Buehler's Fresh Foods, also known as Buehler's, is a grocery store chain founded in 1929 in New Philadelphia, Ohio, US, by Ed and Helen Buehler. In 1932, Buehler's opened its second location in Wooster, Ohio.

Buehler's is the largest purchaser of local Amish produce at the Mt. Hope Auction. The company also sources dairy and meats from local and/or sustainable farms.

On October 18, 2017, Buehler's parent company, E&H Family Group, announced its decision to sell the 13 supermarkets to employees in the form of an employee stock ownership program (ESOP). The ESOP will be operated by the newly formed Buehler’s Fresh Foods, led by an experienced team of Buehler’s veterans, including Dan Shanahan, Buehler’s Fresh Foods president and COO since 2011, Rick Lowe, VP of Human Resources of E&H Family Group since 1977, and Mike Davidson, VP of Store Operations since 2015.

Other Business Ventures
E&H Hardware Group, a subsidiary of E&H Family Group, continues to operate 25 hardware stores in Ohio under the E&H Ace Hardware name. The Buehler's ESOP sale has no impact on E&H Hardware Group.

_INSTRUCTION_
List every person named in the text about Buehler's. The records have nothing to do with the text about Buehler's.

_RECORDED INFORMATION_

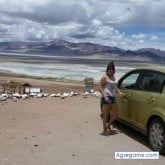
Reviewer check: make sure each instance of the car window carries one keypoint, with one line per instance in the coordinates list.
(161, 78)
(129, 81)
(151, 81)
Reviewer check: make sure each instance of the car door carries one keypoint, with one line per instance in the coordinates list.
(144, 99)
(127, 85)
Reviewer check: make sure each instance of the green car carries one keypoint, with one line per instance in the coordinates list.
(143, 105)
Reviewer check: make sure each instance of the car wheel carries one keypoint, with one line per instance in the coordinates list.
(156, 135)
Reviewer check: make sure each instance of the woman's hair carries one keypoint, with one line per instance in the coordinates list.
(111, 65)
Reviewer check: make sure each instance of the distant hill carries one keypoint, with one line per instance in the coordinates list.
(61, 47)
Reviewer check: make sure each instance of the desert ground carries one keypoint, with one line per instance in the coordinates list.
(55, 131)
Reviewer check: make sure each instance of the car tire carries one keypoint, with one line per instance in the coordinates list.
(156, 135)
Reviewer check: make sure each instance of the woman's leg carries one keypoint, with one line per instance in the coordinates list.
(106, 111)
(114, 112)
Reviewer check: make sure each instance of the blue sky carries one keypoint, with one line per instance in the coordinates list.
(127, 24)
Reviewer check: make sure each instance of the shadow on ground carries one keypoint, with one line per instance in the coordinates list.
(141, 138)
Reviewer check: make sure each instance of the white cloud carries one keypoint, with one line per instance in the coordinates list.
(84, 20)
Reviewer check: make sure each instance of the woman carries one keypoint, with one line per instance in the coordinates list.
(108, 89)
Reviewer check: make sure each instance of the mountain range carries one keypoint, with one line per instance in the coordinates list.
(65, 48)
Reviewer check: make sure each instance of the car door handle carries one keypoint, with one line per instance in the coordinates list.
(151, 100)
(126, 96)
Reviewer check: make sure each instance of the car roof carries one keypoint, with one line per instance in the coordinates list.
(154, 68)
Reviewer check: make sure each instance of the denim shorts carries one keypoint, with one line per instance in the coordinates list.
(111, 100)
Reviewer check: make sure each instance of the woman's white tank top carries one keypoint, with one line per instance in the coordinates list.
(110, 87)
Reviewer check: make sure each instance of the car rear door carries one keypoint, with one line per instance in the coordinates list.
(127, 85)
(144, 99)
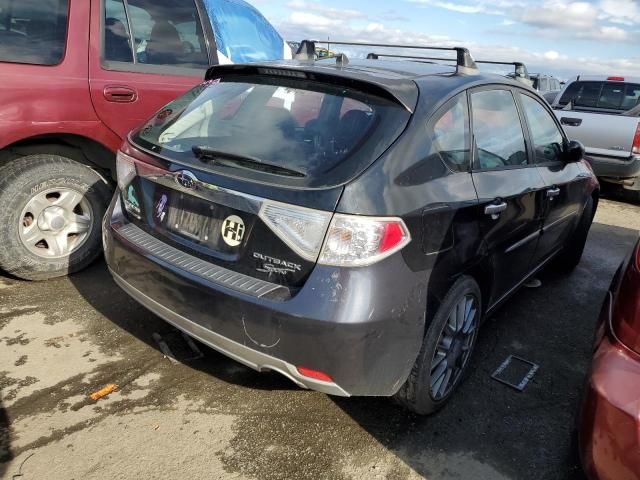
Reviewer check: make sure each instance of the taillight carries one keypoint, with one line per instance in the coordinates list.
(349, 240)
(626, 311)
(636, 142)
(302, 229)
(315, 374)
(357, 241)
(125, 170)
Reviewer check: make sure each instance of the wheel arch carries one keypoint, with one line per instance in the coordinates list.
(80, 148)
(595, 196)
(481, 272)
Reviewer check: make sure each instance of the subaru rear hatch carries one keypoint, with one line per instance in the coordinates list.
(246, 170)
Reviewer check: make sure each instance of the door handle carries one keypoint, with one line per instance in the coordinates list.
(120, 94)
(571, 122)
(553, 192)
(495, 209)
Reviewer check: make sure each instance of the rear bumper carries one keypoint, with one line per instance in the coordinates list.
(609, 434)
(616, 168)
(353, 324)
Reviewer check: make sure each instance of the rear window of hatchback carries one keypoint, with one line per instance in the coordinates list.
(293, 131)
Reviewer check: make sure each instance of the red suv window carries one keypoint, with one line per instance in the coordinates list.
(161, 35)
(33, 31)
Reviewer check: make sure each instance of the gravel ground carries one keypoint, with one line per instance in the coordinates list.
(213, 418)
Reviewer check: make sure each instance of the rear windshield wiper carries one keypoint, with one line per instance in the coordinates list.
(206, 154)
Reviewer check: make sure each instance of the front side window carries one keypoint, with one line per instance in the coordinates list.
(289, 128)
(33, 31)
(242, 33)
(546, 137)
(497, 130)
(162, 35)
(450, 135)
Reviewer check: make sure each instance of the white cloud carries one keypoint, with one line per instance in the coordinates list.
(558, 14)
(310, 20)
(551, 55)
(305, 23)
(335, 13)
(621, 11)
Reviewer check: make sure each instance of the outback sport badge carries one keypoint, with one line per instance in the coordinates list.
(186, 179)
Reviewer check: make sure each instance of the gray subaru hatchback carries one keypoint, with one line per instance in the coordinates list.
(347, 224)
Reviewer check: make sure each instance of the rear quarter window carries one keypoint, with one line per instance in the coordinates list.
(619, 96)
(33, 31)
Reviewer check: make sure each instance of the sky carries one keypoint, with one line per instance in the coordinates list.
(557, 37)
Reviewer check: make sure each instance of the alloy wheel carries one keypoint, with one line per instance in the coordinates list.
(454, 347)
(56, 222)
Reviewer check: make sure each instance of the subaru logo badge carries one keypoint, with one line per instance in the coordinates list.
(186, 179)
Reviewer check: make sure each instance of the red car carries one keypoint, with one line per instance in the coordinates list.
(75, 77)
(609, 436)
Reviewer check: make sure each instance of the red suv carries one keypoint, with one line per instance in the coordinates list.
(77, 76)
(610, 428)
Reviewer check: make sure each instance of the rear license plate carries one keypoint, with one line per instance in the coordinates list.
(190, 217)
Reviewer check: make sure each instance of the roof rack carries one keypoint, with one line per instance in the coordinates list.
(464, 60)
(520, 73)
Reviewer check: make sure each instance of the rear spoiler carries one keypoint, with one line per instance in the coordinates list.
(402, 92)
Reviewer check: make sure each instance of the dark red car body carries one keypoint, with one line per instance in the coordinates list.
(609, 434)
(75, 107)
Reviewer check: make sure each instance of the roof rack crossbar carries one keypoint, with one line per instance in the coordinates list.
(520, 68)
(464, 60)
(375, 56)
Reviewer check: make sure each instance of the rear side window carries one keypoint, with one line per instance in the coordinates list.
(619, 96)
(546, 137)
(294, 129)
(544, 84)
(162, 35)
(450, 135)
(33, 31)
(497, 130)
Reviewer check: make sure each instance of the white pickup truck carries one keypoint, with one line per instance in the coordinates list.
(604, 114)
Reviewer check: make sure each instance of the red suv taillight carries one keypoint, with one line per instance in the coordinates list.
(626, 311)
(636, 142)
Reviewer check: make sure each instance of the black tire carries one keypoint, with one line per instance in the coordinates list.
(23, 179)
(416, 393)
(571, 254)
(632, 196)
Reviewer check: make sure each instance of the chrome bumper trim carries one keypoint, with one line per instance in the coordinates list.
(150, 245)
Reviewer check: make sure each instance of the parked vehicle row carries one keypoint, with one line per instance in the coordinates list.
(603, 113)
(108, 65)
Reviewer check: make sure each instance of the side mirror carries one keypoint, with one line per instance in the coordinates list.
(574, 152)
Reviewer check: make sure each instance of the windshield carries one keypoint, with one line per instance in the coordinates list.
(242, 33)
(296, 127)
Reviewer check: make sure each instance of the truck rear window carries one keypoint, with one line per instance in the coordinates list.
(620, 96)
(295, 130)
(33, 31)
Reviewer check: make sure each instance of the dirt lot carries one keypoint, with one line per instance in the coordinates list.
(213, 418)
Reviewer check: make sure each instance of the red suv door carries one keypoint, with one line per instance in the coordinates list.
(143, 55)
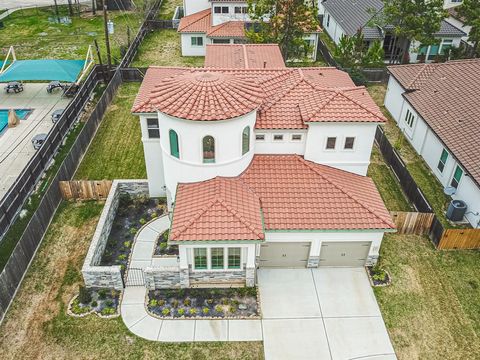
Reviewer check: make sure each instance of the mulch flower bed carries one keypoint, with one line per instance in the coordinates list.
(132, 214)
(104, 302)
(378, 276)
(162, 247)
(204, 303)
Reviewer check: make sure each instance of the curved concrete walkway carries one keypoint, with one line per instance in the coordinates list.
(325, 313)
(142, 324)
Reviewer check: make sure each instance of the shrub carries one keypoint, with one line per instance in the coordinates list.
(166, 312)
(102, 294)
(108, 311)
(84, 295)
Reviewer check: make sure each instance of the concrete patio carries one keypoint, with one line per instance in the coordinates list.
(15, 143)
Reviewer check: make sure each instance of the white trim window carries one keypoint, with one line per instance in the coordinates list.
(331, 143)
(197, 41)
(443, 160)
(153, 129)
(349, 143)
(409, 119)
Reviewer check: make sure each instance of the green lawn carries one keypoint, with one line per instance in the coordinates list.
(168, 9)
(35, 37)
(37, 327)
(116, 152)
(431, 309)
(387, 184)
(163, 48)
(417, 167)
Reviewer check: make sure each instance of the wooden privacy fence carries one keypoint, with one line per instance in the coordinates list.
(459, 239)
(85, 189)
(412, 222)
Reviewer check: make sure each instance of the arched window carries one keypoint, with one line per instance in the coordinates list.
(208, 149)
(174, 150)
(246, 140)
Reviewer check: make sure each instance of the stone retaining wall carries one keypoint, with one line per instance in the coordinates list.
(162, 278)
(95, 275)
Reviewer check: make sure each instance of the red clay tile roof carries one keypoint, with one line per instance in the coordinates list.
(446, 97)
(294, 194)
(244, 56)
(288, 92)
(205, 95)
(201, 22)
(217, 209)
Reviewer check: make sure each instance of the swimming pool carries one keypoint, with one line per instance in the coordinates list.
(21, 113)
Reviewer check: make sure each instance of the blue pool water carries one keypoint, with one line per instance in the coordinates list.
(22, 114)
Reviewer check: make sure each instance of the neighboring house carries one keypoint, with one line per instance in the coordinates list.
(218, 22)
(244, 56)
(437, 107)
(347, 17)
(456, 20)
(262, 168)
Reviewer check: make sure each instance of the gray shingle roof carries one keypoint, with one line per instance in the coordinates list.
(352, 15)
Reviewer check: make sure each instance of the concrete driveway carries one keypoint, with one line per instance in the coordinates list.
(328, 313)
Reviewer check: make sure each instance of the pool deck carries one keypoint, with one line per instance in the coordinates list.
(15, 143)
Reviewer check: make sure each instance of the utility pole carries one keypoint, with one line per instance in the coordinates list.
(107, 40)
(56, 11)
(105, 77)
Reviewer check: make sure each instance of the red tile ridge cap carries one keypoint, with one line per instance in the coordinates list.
(388, 222)
(342, 92)
(244, 221)
(193, 219)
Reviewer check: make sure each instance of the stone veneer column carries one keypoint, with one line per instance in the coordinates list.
(313, 261)
(250, 277)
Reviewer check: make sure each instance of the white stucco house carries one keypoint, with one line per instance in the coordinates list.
(219, 22)
(262, 168)
(437, 108)
(346, 17)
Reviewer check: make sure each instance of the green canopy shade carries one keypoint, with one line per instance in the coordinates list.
(43, 70)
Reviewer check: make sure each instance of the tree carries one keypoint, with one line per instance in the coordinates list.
(470, 13)
(353, 52)
(412, 20)
(284, 22)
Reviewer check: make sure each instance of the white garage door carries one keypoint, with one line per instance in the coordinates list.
(344, 253)
(288, 255)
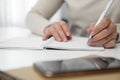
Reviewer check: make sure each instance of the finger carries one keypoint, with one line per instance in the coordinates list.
(60, 32)
(46, 35)
(65, 28)
(104, 41)
(103, 24)
(55, 34)
(110, 44)
(106, 32)
(89, 30)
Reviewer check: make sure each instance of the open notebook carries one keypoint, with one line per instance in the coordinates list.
(36, 43)
(75, 44)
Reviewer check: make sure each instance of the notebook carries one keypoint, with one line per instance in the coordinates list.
(36, 43)
(75, 44)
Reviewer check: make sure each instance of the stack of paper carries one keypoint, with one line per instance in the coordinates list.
(36, 43)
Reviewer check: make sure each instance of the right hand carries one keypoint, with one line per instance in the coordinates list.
(59, 30)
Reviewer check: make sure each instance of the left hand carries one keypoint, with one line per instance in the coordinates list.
(104, 34)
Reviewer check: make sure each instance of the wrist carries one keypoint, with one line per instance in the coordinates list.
(118, 37)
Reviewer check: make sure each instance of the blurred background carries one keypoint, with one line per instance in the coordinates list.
(13, 12)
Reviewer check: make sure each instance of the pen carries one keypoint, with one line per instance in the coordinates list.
(102, 15)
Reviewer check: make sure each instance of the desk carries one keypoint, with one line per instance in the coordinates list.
(32, 74)
(16, 59)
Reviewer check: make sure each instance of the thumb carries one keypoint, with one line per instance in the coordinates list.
(89, 30)
(46, 36)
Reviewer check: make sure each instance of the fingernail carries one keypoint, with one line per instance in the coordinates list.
(68, 34)
(59, 40)
(65, 40)
(92, 33)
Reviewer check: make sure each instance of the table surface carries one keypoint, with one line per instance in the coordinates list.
(14, 58)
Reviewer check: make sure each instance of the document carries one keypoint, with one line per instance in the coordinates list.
(36, 43)
(75, 44)
(30, 42)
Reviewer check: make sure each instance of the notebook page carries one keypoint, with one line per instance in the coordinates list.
(76, 43)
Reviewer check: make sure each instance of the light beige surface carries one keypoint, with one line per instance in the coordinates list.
(81, 14)
(29, 73)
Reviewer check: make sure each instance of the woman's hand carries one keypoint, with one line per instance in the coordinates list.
(59, 30)
(104, 34)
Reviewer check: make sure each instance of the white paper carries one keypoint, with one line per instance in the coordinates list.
(76, 43)
(36, 43)
(30, 42)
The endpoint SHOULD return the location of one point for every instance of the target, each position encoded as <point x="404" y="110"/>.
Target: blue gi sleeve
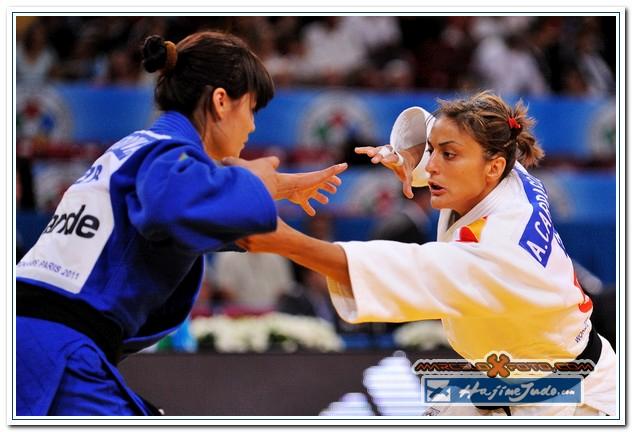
<point x="183" y="197"/>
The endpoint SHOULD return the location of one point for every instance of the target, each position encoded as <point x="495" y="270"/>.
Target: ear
<point x="219" y="102"/>
<point x="495" y="168"/>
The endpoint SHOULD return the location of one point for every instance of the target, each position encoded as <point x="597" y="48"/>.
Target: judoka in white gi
<point x="498" y="275"/>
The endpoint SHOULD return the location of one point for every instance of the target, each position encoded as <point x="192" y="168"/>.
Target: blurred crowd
<point x="524" y="55"/>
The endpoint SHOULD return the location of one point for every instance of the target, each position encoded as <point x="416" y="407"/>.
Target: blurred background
<point x="341" y="82"/>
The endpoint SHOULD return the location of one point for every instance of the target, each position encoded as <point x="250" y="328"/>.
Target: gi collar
<point x="177" y="125"/>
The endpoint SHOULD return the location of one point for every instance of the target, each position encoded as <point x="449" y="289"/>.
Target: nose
<point x="432" y="165"/>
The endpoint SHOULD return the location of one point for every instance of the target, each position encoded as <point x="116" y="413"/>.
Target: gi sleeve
<point x="181" y="196"/>
<point x="396" y="282"/>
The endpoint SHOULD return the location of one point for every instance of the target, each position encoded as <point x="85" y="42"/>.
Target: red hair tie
<point x="513" y="124"/>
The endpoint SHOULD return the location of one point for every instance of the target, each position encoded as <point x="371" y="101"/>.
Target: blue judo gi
<point x="125" y="244"/>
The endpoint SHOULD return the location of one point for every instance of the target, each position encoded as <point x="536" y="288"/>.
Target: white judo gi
<point x="498" y="278"/>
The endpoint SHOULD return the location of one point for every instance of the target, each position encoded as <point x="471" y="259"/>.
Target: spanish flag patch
<point x="472" y="233"/>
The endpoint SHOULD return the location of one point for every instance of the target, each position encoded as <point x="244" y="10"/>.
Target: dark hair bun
<point x="154" y="53"/>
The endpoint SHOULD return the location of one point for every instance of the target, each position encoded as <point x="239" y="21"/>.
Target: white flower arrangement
<point x="422" y="335"/>
<point x="258" y="334"/>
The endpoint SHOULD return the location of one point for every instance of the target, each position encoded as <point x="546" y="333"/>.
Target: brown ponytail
<point x="498" y="128"/>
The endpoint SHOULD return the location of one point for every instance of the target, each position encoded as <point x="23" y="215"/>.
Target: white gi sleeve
<point x="396" y="282"/>
<point x="412" y="127"/>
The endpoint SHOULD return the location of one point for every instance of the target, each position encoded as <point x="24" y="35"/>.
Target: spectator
<point x="34" y="59"/>
<point x="505" y="65"/>
<point x="324" y="38"/>
<point x="592" y="67"/>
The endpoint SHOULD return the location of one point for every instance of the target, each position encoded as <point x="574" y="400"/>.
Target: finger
<point x="336" y="181"/>
<point x="407" y="187"/>
<point x="340" y="168"/>
<point x="307" y="208"/>
<point x="369" y="151"/>
<point x="334" y="169"/>
<point x="230" y="160"/>
<point x="391" y="159"/>
<point x="327" y="187"/>
<point x="377" y="158"/>
<point x="310" y="179"/>
<point x="323" y="199"/>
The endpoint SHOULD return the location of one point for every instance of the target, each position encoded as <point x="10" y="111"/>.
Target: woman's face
<point x="459" y="175"/>
<point x="233" y="123"/>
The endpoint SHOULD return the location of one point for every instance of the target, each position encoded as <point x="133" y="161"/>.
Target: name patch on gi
<point x="539" y="233"/>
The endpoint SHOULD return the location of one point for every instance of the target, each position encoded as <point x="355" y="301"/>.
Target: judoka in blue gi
<point x="120" y="263"/>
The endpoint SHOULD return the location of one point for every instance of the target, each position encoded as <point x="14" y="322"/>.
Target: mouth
<point x="435" y="188"/>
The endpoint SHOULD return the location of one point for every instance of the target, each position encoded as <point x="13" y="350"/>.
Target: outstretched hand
<point x="298" y="188"/>
<point x="401" y="162"/>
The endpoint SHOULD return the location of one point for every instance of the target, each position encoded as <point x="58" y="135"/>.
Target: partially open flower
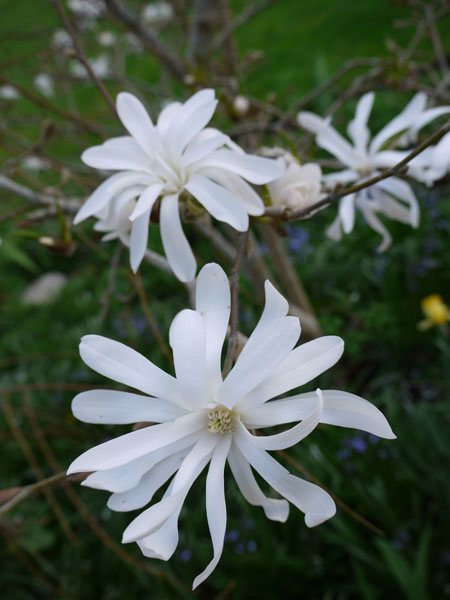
<point x="202" y="419"/>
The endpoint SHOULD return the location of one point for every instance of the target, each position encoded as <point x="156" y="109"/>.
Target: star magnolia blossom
<point x="176" y="155"/>
<point x="203" y="419"/>
<point x="299" y="186"/>
<point x="392" y="197"/>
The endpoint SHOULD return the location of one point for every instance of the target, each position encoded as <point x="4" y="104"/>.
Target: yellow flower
<point x="435" y="310"/>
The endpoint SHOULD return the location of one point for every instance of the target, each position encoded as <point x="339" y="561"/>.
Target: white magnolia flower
<point x="44" y="84"/>
<point x="203" y="419"/>
<point x="299" y="186"/>
<point x="364" y="159"/>
<point x="176" y="155"/>
<point x="8" y="92"/>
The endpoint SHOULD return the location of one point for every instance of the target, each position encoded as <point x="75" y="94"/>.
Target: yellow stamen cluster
<point x="220" y="420"/>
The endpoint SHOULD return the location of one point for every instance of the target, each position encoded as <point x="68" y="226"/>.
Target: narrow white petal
<point x="240" y="189"/>
<point x="213" y="303"/>
<point x="339" y="408"/>
<point x="138" y="239"/>
<point x="188" y="341"/>
<point x="216" y="510"/>
<point x="117" y="154"/>
<point x="154" y="517"/>
<point x="286" y="439"/>
<point x="402" y="190"/>
<point x="277" y="510"/>
<point x="146" y="200"/>
<point x="176" y="246"/>
<point x="127" y="476"/>
<point x="126" y="448"/>
<point x="135" y="118"/>
<point x="252" y="168"/>
<point x="218" y="201"/>
<point x="347" y="212"/>
<point x="113" y="407"/>
<point x="123" y="364"/>
<point x="301" y="366"/>
<point x="99" y="198"/>
<point x="265" y="350"/>
<point x="311" y="499"/>
<point x="328" y="138"/>
<point x="143" y="492"/>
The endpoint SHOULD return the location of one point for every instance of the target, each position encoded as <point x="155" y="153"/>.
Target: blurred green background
<point x="68" y="546"/>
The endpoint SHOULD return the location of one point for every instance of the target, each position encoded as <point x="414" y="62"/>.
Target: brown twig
<point x="82" y="56"/>
<point x="234" y="318"/>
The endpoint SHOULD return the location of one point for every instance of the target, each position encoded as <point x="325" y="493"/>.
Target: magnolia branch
<point x="400" y="168"/>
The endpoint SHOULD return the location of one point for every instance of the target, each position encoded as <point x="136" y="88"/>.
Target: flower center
<point x="220" y="420"/>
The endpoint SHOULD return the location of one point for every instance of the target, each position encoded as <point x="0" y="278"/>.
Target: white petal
<point x="123" y="364"/>
<point x="136" y="120"/>
<point x="154" y="517"/>
<point x="126" y="448"/>
<point x="301" y="366"/>
<point x="99" y="198"/>
<point x="216" y="510"/>
<point x="213" y="303"/>
<point x="277" y="510"/>
<point x="328" y="138"/>
<point x="113" y="407"/>
<point x="146" y="200"/>
<point x="339" y="408"/>
<point x="201" y="146"/>
<point x="218" y="202"/>
<point x="286" y="439"/>
<point x="127" y="476"/>
<point x="252" y="168"/>
<point x="402" y="190"/>
<point x="118" y="154"/>
<point x="347" y="212"/>
<point x="402" y="122"/>
<point x="142" y="494"/>
<point x="240" y="189"/>
<point x="176" y="246"/>
<point x="188" y="341"/>
<point x="317" y="505"/>
<point x="265" y="349"/>
<point x="357" y="128"/>
<point x="138" y="240"/>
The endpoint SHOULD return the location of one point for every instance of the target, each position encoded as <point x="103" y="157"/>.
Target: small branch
<point x="398" y="169"/>
<point x="82" y="56"/>
<point x="150" y="41"/>
<point x="234" y="286"/>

_TASK RESPONSE_
Ed Buehler, Helen Buehler, Dan Shanahan, Rick Lowe, Mike Davidson